Page text
==*==

[Date Prev][Date Next][Thread Prev][Thread Next][Date Index][Thread Index]
RE: Curious coincidence
penetrating, Jorge. congratulations!!! It is almost certainly not a coincidence, whatever the cause.
Don
On Friday, June 09, 2000 6:38 PM, Jorge Stolfi [SMTP:stolfi@xxxxxxxxxxxxx] wrote:
>
> Hi,
>
> Over the past few weeks I have been counting VMS beans of various
> shapes and colors, extracted from the almost complete, not-so-bad,
> majority-vote transcription in EVA.
>
> I just noticed a curious coincidence:
>
> total *occurrences* of words (tokens) with
>
> 0 gallows .... 17363 (49.4%)
> 1 gallows .... 17443 (49.6%)
> 2 gallows .... 323 (0.9%)
> 3 gallows .... 3
>
> These numbers look more suspicious than the elections in Peru. 8-)
>
> Many (if not all) of the 2- and 3-gallows words are probably due to
> omission of word spaces by the transcribers. Other data errors may
> have injected a few percent of noise in these figures.
>
> Still, the coincidence is intriguing. It seems safe to assume that a
> "correct" Voynichese word can have at most one gallows; so we have
> almost exact 50-50 split between 0-g and 1-g words.
>
> Maybe this is merely an amazing linguistic coincidence. Perhaps the
> presence of gallows indicates an independent binary phonetic
> attribute (say, voiced vs. unvoiced, high/low register, front/back); and
> Voynichese happens to be an extremely efficient language, that makes
> full use of that available bit.

==*==

Record set
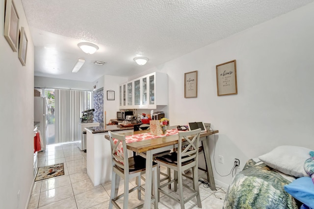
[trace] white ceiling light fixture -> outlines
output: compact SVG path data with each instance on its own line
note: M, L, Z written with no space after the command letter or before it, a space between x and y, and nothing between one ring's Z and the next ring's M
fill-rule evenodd
M80 68L82 67L82 66L85 63L85 60L83 59L78 59L78 61L76 63L75 63L75 65L74 65L74 67L73 68L73 70L72 70L72 73L77 73Z
M87 42L81 42L78 44L78 46L84 52L92 54L96 52L99 48L94 44Z
M146 62L148 61L148 58L144 56L137 56L134 58L134 61L138 65L144 65L146 64Z

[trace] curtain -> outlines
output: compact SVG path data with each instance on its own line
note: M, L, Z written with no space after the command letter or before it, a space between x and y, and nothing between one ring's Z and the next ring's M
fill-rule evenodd
M88 106L88 94L86 91L54 90L56 143L78 140L81 112Z

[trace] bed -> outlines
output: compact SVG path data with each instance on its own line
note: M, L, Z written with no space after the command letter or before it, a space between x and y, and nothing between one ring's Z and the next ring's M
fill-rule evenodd
M223 208L314 208L311 152L302 147L280 146L248 160L233 178Z

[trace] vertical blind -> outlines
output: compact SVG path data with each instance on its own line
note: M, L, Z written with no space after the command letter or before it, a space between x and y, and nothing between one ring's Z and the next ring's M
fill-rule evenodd
M81 112L89 107L88 92L55 89L55 143L78 140L78 122Z

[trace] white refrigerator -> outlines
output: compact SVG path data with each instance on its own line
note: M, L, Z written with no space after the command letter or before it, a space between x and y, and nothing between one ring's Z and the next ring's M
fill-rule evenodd
M47 145L48 120L49 112L46 97L34 97L34 122L39 122L38 129L42 136L44 147L41 150L45 150Z

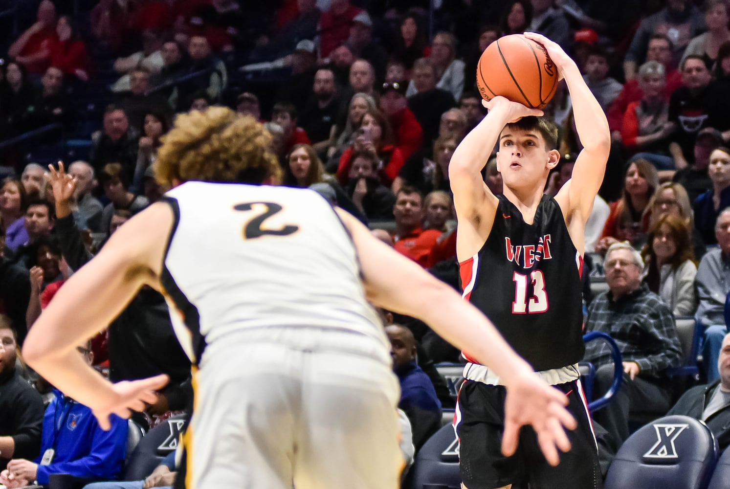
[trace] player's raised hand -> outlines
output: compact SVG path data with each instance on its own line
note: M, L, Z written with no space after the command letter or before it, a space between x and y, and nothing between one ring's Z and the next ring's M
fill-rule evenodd
M539 34L537 32L526 32L524 36L529 39L542 45L545 48L545 50L548 51L548 55L553 60L555 66L558 67L558 81L565 77L565 74L564 73L565 68L575 64L575 61L565 53L565 51L563 50L563 48L557 42L550 41L545 36Z
M112 385L112 395L98 404L89 404L99 425L109 430L110 415L129 417L132 411L144 411L147 405L157 401L156 391L164 387L169 378L164 374L139 380L125 380Z
M76 179L67 174L64 169L64 162L58 162L58 169L53 165L48 165L48 181L53 190L53 199L56 202L69 202L76 190Z
M511 100L498 95L489 100L482 100L482 105L489 109L489 111L506 111L507 115L507 122L515 123L530 115L539 117L542 115L542 111L538 109L531 109L526 105L519 102L513 102Z
M520 376L507 386L504 401L504 434L502 453L510 456L517 450L520 428L531 425L548 463L560 462L558 450L570 450L565 428L575 429L575 419L565 409L568 398L533 372Z

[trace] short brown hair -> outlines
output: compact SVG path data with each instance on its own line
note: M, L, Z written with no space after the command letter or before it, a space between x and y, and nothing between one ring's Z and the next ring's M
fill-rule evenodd
M161 138L154 163L163 187L173 180L261 183L280 179L281 166L270 149L272 136L250 115L228 107L181 114Z
M530 115L522 118L517 122L510 123L504 126L504 128L537 131L545 139L546 150L550 151L558 149L558 126L548 118Z

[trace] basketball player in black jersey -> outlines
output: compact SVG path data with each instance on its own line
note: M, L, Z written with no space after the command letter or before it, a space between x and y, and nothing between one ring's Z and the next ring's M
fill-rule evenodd
M464 369L456 410L463 487L588 489L602 484L598 453L579 381L583 358L580 272L585 222L603 180L610 145L608 123L575 63L545 37L543 45L564 78L583 144L569 180L554 198L543 190L560 158L558 130L542 112L495 97L489 114L462 141L449 166L458 219L456 250L464 295L493 322L539 375L565 393L578 428L557 466L540 454L529 428L510 456L499 450L505 428L504 387L472 361ZM499 142L497 167L504 193L495 196L481 171ZM472 360L468 351L464 352Z

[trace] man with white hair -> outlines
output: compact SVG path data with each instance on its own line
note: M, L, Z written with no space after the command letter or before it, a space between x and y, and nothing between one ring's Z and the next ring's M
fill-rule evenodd
M696 315L704 328L702 341L703 362L707 366L707 382L718 378L717 365L723 338L728 332L725 323L725 302L730 292L730 207L720 212L715 223L715 236L719 247L710 250L697 267L697 296L699 307Z
M37 163L29 163L23 169L20 180L26 188L26 193L41 199L45 197L46 170Z
M74 197L78 209L74 215L77 221L82 221L77 222L77 224L82 229L90 229L93 233L100 232L104 206L91 195L91 190L99 185L93 167L86 161L79 160L69 166L69 174L76 180ZM58 212L58 209L56 209L56 212ZM58 217L60 221L61 216Z
M682 348L674 317L661 299L642 282L644 263L625 242L615 243L604 266L609 290L591 303L585 331L608 334L621 351L623 380L615 398L595 419L619 443L629 437L629 413L666 412L672 396L666 369L678 366ZM613 362L605 342L585 347L585 359L596 366L593 391L605 393L613 380Z

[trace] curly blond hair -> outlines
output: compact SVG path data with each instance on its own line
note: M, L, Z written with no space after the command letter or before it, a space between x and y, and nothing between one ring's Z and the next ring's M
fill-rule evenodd
M175 180L261 183L281 179L269 131L250 115L227 107L181 114L161 140L155 177L166 188Z

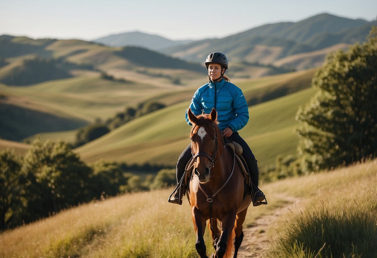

==*==

Written tasks
1. In the Voynich gallows thread, how many word occurrences did the count find with exactly one gallows?
2. Carry on the Voynich gallows thread from its last sentence.

Answers to the exercises
1. 17443 occurrences (49.6%).

2.
>
> Or could this be something else? Three possibilities that I can
> think of:
>
> * Voynichese "words" are actually keys into a codebook-style cipher,
> encoded in a notation resembling Roman numerals (only more complicated);
>
> * Voynichese is a complex "randomizing" code a la Vigenere,
> where the encrypted numeric text is further scrambled
> with a second, complicated encoding responsible for the peculiar
> word structure;
>
> * Voynichese "words" are generated, at least in part, by throwing
> dice; and the gallows belong to the random part.
>
> In all these scenarios, the presence/absence of gallows would be a
> low-order bit in the encoding. That would explain the precise 50-50
> split ---- in spite of the fact that the VMS word frequencies are as
> irregular as those of any natural language
>
> Comments, anyone?
>
> All the best,
>
> --stolfi
>
> PS. I hope to post a summary of my bean-counting over the
> weekend.